ZADANIE » Proszę podać każdy wiersz poniżej, w którym występuje słowo „lamp”, przepisując go w całości.

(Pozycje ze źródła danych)
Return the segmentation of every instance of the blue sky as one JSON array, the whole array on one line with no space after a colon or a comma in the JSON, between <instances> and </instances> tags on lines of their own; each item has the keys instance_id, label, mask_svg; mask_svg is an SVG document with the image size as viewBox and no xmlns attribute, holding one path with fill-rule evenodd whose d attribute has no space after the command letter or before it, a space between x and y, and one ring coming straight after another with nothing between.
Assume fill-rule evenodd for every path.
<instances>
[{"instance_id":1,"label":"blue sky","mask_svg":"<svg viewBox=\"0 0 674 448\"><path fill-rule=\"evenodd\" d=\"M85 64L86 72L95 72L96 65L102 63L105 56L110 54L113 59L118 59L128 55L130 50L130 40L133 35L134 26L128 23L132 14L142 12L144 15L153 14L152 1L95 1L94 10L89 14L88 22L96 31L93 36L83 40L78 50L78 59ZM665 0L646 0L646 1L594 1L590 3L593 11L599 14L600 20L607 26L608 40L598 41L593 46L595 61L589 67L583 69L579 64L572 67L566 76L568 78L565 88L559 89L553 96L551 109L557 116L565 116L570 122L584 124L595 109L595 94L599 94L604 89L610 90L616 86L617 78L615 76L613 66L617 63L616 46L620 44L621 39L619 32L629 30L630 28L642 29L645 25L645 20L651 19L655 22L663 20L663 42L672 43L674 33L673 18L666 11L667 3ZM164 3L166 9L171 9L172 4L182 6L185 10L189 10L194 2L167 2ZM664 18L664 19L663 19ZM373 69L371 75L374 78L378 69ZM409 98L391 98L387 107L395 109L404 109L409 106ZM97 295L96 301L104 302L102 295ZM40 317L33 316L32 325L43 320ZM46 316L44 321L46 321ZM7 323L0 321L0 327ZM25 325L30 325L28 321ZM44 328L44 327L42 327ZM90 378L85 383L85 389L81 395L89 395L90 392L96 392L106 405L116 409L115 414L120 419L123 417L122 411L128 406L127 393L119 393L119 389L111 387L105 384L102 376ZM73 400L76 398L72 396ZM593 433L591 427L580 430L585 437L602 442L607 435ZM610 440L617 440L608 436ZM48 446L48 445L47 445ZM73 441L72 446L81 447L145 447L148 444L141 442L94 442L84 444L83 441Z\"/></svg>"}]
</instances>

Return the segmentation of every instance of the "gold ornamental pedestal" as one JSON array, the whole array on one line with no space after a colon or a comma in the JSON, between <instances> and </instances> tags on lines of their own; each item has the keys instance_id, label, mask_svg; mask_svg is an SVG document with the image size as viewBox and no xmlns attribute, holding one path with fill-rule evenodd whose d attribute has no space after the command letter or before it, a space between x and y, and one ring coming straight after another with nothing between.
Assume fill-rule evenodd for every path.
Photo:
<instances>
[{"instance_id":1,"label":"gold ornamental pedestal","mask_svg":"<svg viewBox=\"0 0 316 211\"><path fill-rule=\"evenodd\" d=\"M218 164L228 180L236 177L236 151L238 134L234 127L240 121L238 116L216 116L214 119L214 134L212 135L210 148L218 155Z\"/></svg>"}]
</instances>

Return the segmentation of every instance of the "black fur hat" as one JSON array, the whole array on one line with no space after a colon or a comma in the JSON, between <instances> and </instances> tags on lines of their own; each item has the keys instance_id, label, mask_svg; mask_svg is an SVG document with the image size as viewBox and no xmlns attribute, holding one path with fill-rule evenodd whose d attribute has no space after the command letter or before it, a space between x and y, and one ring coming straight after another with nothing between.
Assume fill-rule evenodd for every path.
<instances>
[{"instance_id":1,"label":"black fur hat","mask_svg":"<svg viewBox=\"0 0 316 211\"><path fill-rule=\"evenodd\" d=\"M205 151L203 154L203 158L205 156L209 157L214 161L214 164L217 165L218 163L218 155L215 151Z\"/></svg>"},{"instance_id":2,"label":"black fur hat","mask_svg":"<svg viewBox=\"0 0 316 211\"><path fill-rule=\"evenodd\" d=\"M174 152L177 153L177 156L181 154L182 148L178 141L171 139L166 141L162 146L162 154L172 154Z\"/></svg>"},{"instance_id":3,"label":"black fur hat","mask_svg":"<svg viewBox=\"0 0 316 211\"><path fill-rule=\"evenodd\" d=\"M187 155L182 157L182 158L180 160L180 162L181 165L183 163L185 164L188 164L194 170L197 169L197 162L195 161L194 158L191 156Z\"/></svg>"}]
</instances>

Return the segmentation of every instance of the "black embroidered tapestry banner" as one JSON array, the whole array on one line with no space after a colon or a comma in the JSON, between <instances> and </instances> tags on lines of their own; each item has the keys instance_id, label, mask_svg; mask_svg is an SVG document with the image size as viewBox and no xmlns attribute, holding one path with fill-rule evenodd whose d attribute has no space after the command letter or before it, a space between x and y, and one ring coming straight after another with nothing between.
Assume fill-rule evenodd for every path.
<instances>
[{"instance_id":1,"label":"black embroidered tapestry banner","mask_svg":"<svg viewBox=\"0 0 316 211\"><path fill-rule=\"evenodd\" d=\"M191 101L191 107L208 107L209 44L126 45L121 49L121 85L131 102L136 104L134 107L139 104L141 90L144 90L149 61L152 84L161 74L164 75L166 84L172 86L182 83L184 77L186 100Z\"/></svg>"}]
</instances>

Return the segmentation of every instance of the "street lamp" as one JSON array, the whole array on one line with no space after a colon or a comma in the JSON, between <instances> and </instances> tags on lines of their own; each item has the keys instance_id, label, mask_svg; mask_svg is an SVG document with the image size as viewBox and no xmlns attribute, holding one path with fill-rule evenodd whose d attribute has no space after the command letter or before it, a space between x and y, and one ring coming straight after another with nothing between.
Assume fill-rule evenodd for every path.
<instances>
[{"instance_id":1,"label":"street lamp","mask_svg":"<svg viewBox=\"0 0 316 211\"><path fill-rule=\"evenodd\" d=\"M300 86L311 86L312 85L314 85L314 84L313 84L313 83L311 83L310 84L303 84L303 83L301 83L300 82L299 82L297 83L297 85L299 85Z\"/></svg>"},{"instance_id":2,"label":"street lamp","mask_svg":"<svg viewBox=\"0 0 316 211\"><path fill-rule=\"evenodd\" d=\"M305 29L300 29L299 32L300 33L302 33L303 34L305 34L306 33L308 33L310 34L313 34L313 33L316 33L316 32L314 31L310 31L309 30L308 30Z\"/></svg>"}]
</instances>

ODPOWIEDŹ »
Return the segmentation of every instance of the "street lamp" as one JSON array, the whole array on one line with no space after a colon or a comma in the JSON, between <instances> and </instances> tags on lines of their own; each item has the keys instance_id, label, mask_svg; mask_svg is an SVG document with the image size as viewBox and no xmlns attribute, holding one path with fill-rule evenodd whose d attribute has no space after the command letter or before it, a space between x and y, and one ring coming straight after another with nothing between.
[{"instance_id":1,"label":"street lamp","mask_svg":"<svg viewBox=\"0 0 316 211\"><path fill-rule=\"evenodd\" d=\"M300 86L311 86L312 85L314 85L314 84L313 84L313 83L311 83L310 84L303 84L303 83L301 83L300 82L299 82L297 83L297 85L299 85Z\"/></svg>"},{"instance_id":2,"label":"street lamp","mask_svg":"<svg viewBox=\"0 0 316 211\"><path fill-rule=\"evenodd\" d=\"M305 29L300 29L299 32L300 33L302 33L303 34L305 34L306 33L308 33L310 34L313 34L313 33L316 33L316 32L314 31L310 31L309 30L308 30Z\"/></svg>"}]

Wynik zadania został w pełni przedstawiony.